## EXERCISE REQUIREMENTS
How many lines of the records below contain the string "forest", with case taken into account? Give only the number.

[Boundary labeling items]

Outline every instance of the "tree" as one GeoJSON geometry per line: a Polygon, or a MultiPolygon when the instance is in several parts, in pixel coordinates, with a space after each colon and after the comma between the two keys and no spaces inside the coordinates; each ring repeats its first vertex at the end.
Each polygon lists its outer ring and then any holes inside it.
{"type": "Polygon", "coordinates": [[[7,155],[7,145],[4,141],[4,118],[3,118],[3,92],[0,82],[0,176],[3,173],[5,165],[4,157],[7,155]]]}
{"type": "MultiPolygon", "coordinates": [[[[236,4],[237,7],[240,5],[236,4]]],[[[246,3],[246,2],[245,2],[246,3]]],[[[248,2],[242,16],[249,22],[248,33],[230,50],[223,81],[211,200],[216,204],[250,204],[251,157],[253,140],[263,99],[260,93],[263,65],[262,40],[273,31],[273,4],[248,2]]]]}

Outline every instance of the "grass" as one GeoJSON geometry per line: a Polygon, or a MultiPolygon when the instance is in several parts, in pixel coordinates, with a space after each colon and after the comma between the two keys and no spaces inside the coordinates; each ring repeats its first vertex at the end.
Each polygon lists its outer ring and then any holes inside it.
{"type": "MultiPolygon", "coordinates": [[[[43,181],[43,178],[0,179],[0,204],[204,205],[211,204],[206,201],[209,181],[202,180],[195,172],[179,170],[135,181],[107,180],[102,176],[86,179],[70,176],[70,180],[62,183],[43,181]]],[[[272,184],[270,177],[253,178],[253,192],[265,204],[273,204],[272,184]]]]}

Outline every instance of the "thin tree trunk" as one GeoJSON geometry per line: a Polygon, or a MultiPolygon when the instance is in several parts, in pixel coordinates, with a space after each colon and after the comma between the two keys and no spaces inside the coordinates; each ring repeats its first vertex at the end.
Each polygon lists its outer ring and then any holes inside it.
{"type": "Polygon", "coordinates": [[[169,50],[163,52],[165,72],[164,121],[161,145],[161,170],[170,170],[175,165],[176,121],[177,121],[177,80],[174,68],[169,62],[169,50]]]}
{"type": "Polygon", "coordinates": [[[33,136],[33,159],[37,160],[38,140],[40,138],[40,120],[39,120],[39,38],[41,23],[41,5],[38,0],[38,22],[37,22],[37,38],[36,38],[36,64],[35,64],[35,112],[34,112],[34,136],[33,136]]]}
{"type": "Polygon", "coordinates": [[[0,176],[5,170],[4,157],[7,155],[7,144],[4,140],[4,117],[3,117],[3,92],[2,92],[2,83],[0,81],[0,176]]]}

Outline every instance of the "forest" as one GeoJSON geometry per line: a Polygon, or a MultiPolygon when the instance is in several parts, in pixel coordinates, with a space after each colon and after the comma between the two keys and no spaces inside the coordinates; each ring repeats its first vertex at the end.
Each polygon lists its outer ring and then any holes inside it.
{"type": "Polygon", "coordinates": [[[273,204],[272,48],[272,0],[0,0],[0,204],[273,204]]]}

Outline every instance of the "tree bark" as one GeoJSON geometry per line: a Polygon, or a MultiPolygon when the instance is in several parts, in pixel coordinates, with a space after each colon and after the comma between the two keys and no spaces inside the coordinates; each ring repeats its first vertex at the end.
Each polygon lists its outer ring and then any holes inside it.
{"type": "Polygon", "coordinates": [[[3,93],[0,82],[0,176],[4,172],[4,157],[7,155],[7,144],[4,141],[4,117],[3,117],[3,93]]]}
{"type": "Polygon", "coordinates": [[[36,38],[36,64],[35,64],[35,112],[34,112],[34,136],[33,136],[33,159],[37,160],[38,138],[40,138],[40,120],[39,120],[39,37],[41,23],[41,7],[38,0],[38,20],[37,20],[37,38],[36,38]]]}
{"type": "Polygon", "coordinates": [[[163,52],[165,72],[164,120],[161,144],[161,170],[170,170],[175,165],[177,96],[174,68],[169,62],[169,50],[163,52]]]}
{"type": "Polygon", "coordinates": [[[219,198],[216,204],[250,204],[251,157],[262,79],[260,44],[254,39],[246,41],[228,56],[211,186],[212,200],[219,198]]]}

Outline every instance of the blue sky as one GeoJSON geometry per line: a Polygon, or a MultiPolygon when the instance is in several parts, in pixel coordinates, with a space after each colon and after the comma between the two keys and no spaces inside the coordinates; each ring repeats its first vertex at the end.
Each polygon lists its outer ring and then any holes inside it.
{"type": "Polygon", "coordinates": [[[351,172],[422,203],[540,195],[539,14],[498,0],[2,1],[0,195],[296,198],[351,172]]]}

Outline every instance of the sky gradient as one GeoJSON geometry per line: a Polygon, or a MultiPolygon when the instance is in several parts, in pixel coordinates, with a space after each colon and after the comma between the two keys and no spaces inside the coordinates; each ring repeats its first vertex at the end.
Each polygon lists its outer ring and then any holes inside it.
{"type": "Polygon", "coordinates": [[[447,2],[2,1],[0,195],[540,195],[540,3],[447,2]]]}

## EXERCISE SOLUTION
1